** Opening Records shown block **

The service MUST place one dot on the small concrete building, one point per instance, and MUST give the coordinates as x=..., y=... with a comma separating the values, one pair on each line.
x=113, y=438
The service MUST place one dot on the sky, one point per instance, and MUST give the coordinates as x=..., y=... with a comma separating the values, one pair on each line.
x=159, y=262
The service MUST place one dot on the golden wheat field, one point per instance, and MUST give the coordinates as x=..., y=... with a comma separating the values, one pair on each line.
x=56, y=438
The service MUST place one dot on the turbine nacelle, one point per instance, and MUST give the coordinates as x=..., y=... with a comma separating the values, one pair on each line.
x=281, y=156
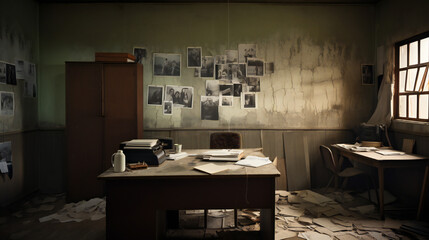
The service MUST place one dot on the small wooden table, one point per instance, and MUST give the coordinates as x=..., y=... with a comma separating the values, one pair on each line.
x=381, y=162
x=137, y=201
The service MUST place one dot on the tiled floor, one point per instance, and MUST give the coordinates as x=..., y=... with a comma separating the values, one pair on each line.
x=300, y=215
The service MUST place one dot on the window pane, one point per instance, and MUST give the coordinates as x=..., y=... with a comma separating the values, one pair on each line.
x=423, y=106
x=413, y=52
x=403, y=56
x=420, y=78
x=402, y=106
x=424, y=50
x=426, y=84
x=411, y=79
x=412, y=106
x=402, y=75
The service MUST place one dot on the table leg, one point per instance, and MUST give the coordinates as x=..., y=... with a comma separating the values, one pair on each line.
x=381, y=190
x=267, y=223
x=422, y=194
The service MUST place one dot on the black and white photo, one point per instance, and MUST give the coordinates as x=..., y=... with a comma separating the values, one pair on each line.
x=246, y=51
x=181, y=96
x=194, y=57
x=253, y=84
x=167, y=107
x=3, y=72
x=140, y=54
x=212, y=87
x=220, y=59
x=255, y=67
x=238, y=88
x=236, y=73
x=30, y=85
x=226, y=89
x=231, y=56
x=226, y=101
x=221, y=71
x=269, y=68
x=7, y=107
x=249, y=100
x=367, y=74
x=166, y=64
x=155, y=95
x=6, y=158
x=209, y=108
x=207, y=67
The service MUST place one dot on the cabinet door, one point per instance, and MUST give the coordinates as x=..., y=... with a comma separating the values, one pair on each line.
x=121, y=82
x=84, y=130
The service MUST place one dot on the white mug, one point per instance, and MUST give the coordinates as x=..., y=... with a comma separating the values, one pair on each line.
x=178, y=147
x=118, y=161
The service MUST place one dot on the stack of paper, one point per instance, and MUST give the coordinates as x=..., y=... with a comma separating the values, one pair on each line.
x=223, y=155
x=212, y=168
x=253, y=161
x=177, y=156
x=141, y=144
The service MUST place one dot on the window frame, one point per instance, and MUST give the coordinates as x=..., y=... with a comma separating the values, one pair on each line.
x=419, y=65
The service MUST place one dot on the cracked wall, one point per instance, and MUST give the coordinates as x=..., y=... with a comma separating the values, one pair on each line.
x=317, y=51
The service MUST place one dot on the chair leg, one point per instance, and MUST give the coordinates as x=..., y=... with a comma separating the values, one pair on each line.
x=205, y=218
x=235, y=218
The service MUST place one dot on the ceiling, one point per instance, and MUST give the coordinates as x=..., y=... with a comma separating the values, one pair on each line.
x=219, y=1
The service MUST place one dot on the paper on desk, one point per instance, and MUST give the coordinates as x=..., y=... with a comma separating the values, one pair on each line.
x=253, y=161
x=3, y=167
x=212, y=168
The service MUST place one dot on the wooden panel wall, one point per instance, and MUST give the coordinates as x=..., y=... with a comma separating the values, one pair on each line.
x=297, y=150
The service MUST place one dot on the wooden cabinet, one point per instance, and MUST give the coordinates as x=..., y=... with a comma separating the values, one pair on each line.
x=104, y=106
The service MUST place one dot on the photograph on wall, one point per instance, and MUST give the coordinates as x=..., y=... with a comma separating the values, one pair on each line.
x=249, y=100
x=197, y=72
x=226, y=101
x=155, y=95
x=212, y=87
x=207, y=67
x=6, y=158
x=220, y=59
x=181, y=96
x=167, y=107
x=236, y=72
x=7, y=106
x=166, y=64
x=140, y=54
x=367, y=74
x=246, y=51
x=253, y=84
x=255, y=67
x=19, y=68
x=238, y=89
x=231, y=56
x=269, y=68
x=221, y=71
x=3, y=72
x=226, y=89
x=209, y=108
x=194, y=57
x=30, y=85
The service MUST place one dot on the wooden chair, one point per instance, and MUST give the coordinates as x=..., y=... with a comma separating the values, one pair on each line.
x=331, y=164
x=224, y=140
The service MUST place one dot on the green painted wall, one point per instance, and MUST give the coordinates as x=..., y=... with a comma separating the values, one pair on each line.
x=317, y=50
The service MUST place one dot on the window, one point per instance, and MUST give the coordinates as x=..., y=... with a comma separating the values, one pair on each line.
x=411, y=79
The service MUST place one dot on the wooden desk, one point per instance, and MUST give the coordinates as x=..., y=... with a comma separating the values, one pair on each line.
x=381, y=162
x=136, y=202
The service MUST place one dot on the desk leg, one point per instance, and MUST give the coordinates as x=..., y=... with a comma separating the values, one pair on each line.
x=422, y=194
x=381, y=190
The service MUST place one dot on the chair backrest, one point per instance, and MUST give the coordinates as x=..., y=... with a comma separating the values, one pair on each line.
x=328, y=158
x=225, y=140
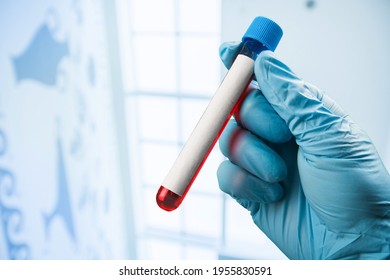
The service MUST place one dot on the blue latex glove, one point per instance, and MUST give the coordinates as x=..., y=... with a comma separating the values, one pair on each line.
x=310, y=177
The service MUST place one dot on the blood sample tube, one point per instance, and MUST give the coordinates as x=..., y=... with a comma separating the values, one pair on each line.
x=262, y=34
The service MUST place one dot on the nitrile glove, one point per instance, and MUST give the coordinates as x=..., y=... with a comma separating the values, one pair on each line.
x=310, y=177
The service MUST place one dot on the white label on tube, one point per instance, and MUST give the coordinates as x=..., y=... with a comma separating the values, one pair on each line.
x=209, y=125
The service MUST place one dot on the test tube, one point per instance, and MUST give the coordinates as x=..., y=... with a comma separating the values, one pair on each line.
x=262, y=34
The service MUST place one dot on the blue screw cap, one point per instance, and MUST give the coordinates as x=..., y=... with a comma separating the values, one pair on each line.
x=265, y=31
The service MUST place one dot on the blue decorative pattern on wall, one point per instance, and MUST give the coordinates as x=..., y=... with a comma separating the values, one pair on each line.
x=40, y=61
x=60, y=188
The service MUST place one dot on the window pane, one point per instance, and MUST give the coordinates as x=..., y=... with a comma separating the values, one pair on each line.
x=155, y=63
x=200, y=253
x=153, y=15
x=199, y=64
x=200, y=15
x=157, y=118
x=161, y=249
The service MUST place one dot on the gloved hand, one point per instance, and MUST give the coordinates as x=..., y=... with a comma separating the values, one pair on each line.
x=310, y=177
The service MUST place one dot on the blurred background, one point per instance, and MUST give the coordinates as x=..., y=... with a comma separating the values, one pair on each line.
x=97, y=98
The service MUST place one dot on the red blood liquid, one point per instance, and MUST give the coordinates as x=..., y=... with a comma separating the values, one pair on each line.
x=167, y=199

** Closing Records shown block **

## Assignment
Return the listing exactly as it appears, excluding any image.

## Task output
The service MUST place one dot on the small concrete building, one point per instance, and MUST give the coordinates as x=..., y=... with a comma separating the values, one pair on each line.
x=113, y=438
The service MUST place one dot on the sky, one point per instance, and MUST give the coordinates as x=..., y=... with a comma separating the values, one pair on each line.
x=159, y=262
The service MUST place one dot on the golden wheat field, one point per instance, and MUST give the coordinates as x=..., y=... with a comma separating the values, one pair on each line.
x=56, y=438
The service MUST place one dot on the turbine nacelle, one point per instance, and MUST give the coordinates as x=..., y=... with a comma separating the values, one pair on each line.
x=281, y=156
The service MUST place one dot on the small wooden table, one point per instance, and MUST give the coordinates as x=..., y=... with a comma separating the values, one pair on each line.
x=381, y=162
x=137, y=201
The service MUST place one dot on the tiled floor, one point per instance, and MUST give the coordinates as x=..., y=... with a comma separating the values, one pair on each line.
x=300, y=215
The service MUST place one dot on the window pane, one point per instance, and MUST give the coordinates as x=..., y=... with a comma separating the values, one pair on each line.
x=423, y=106
x=413, y=52
x=403, y=56
x=420, y=78
x=402, y=106
x=424, y=50
x=426, y=84
x=411, y=79
x=412, y=106
x=402, y=75
The service MUST place one dot on the table leg, one point per instance, and MUST give the coordinates as x=..., y=... with a comma separating the values, one pair on each line.
x=381, y=190
x=267, y=223
x=422, y=194
The service MUST place one dot on the black and white photo, one point per instance, and MUST give the coordinates as x=..., y=... with a comma separating the values, one pair on each line.
x=246, y=51
x=181, y=96
x=194, y=57
x=253, y=84
x=167, y=107
x=3, y=72
x=140, y=54
x=212, y=87
x=220, y=59
x=255, y=67
x=238, y=88
x=236, y=73
x=30, y=85
x=226, y=89
x=231, y=56
x=226, y=101
x=221, y=71
x=269, y=68
x=7, y=107
x=249, y=100
x=367, y=74
x=166, y=64
x=155, y=95
x=6, y=158
x=209, y=108
x=207, y=67
The service MUST place one dot on the cabinet door, one point per instance, and MUST give the coordinates as x=..., y=... with a comma separating the values, one pair on each line.
x=121, y=82
x=84, y=130
The service MUST place one dot on the white mug, one point per instance, and MUST give the coordinates as x=..., y=... with a comma separating the values, one pair on each line.
x=178, y=147
x=118, y=161
The service MUST place one dot on the stack of paper, one point per instance, and MUST give the coordinates as x=..., y=... with a comma separating the values, one pair on each line.
x=223, y=155
x=212, y=168
x=253, y=161
x=177, y=156
x=141, y=144
The service MUST place one dot on the window frame, one point per instance, and MUST give the coordinates as x=..., y=... with a comma separating the values, one pair on each line.
x=419, y=65
The service MUST place one dot on the cracked wall, one point per instance, and MUST give the coordinates as x=..., y=... with a comma separating the values, one pair on each line.
x=317, y=51
The service MUST place one dot on the chair leg, one point per instance, and MUST give the coordinates as x=..., y=... with a comma separating the values, one pair on each line.
x=205, y=218
x=235, y=218
The service MUST place one dot on the ceiling, one point per instance, and MUST give the coordinates as x=..., y=... with a comma separating the values, one pair on each line.
x=219, y=1
The service MUST place one dot on the paper on desk, one point per instance, and MUST give the coordinates as x=..., y=... with a comma separating the values, one pair on each line.
x=253, y=161
x=3, y=167
x=212, y=168
The service MUST place one dot on the wooden panel wall, one point per instance, and MUST give the coordinates as x=..., y=... with a comma separating the values, one pair on each line.
x=297, y=150
The service MUST place one dot on the wooden cabinet, one point per instance, and MUST give the coordinates as x=..., y=... with a comma separating the values, one pair on each line.
x=104, y=106
The service MUST place one dot on the photograph on wall, one point per instance, and MUST give the coordinates as x=..., y=... with a comma separating the values, one pair on each line.
x=249, y=100
x=197, y=72
x=226, y=101
x=155, y=95
x=212, y=87
x=207, y=67
x=6, y=158
x=220, y=59
x=181, y=96
x=167, y=107
x=236, y=72
x=7, y=106
x=166, y=64
x=140, y=54
x=367, y=74
x=246, y=51
x=253, y=84
x=255, y=67
x=19, y=68
x=238, y=89
x=231, y=56
x=269, y=68
x=221, y=71
x=3, y=72
x=226, y=89
x=209, y=108
x=194, y=57
x=30, y=85
The service MUST place one dot on the wooden chair, one point per instance, and MUST give the coordinates as x=..., y=... with a comma separating the values, one pair on each line.
x=331, y=164
x=224, y=140
The service MUST place one dot on the green painted wall, one point per instance, and MUST give the coordinates as x=..., y=... with a comma separating the values, one pair on each line.
x=317, y=50
The service MUST place one dot on the window, one point per instance, and MUST give the coordinates as x=..., y=... with a comma separating the values, one pair on each line.
x=411, y=79
The service MUST place one dot on the wooden desk, one point per instance, and MUST give the coordinates as x=..., y=... with a comma separating the values, one pair on each line.
x=381, y=162
x=136, y=202
The service MUST place one dot on the desk leg, one point per instance, and MUST give the coordinates as x=..., y=... with a comma separating the values, one pair on each line.
x=422, y=194
x=381, y=190
The service MUST place one dot on the chair backrest, one point per instance, and MUST give the coordinates as x=..., y=... with a comma separating the values, one pair on each line.
x=328, y=158
x=225, y=140
The service MUST place one dot on the blue latex glove, one point per instance, and MUST give the coordinates as x=..., y=... with a comma separating the values, one pair on each line.
x=310, y=177
The service MUST place one dot on the blood sample tube, one point per instance, and MUST give the coordinates as x=..., y=... with a comma separating the values, one pair on each line.
x=262, y=34
The service MUST place one dot on the nitrile glove, one point per instance, and MUST give the coordinates as x=..., y=... with a comma separating the values, one pair on each line.
x=310, y=177
The service MUST place one dot on the white label on tube, one point per instance, and MUST give the coordinates as x=..., y=... with a comma separating the values, one pair on each line.
x=209, y=125
The service MUST place one dot on the test tube, one point per instance, and MUST give the coordinates as x=..., y=... with a comma separating the values, one pair on each line.
x=262, y=34
The service MUST place one dot on the blue screw cap, one point per instance, and MUST give the coordinates as x=..., y=... with a comma separating the values, one pair on each line.
x=265, y=31
The service MUST place one dot on the blue decorative pattern on wall, one point per instance, and MUST give the coordinates as x=..., y=... with a comma separating the values, one pair on each line.
x=40, y=61
x=60, y=188
The service MUST place one dot on the window pane, one point per instance, and MUST give the coordinates as x=..., y=... with a comma separating the values, one pair on each line.
x=155, y=63
x=200, y=253
x=153, y=15
x=199, y=64
x=200, y=15
x=157, y=118
x=161, y=249
The service MUST place one dot on the gloved hand, one point per instance, and MUST give the coordinates as x=..., y=... with a comma separating the values, one pair on each line.
x=310, y=177
The service MUST place one dot on the blurred background, one point per instance, and MUST give the coordinates as x=..., y=... with a comma separating the values, one pair on each line.
x=97, y=98
The service MUST place one dot on the red blood liquid, one point per instance, and MUST give the coordinates as x=..., y=... with a comma separating the values, one pair on each line.
x=167, y=199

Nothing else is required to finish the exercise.